Problem requirements: Starting at the line that has "Review step: verify that every instance of the city" and running to the end of the records below, write those lines out again with "keypoint" changed to "marker" and nothing else altered.

Entries:
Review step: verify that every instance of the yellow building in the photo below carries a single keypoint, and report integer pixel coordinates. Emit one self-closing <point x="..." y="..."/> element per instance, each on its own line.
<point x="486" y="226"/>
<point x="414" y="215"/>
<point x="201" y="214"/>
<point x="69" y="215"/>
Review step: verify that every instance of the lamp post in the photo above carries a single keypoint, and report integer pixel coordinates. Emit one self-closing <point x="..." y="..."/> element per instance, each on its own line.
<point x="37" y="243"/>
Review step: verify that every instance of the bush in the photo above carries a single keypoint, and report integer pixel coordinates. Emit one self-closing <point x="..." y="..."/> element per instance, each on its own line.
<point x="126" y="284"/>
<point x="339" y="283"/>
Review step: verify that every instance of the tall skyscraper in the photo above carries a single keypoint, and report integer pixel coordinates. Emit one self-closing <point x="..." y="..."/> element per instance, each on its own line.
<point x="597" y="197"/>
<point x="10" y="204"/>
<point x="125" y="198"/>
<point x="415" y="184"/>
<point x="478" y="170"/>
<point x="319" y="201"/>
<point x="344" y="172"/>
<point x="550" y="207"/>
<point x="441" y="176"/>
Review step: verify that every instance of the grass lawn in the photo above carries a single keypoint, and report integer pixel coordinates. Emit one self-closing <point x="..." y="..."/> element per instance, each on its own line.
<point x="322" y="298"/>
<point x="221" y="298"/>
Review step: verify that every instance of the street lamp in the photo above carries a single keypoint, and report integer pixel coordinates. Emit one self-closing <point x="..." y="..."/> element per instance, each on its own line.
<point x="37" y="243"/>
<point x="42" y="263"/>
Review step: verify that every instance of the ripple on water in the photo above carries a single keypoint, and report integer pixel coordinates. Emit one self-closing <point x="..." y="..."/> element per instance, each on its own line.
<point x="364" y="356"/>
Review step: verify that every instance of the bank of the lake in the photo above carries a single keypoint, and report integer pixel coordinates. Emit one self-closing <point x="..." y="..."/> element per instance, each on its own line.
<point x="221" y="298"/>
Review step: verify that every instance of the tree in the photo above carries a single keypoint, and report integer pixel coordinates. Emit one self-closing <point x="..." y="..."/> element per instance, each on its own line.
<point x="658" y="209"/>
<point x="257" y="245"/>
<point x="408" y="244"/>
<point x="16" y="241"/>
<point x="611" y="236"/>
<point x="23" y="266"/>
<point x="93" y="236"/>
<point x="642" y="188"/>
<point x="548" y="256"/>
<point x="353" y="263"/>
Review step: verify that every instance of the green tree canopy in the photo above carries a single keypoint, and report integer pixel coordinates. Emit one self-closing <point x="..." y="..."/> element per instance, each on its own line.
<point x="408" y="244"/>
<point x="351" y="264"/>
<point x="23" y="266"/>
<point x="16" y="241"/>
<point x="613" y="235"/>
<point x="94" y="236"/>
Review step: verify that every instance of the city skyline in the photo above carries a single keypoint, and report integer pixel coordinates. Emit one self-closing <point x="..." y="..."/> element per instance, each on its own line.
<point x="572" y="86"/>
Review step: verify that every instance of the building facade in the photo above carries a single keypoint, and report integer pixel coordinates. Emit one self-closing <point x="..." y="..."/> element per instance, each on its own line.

Full solution:
Review step: verify that every instance of the city skyline in the photo above carries a single marker, and report integer pixel coordinates. Emit one self-closing <point x="..." y="..."/> element per instance, each on its own line.
<point x="572" y="86"/>
Review step: verify that every instance of the building facade in the photo above carries a single marker, and report integer pixel coordinates. Emit one self-closing <point x="..." y="..."/> element per instance, each on its own line.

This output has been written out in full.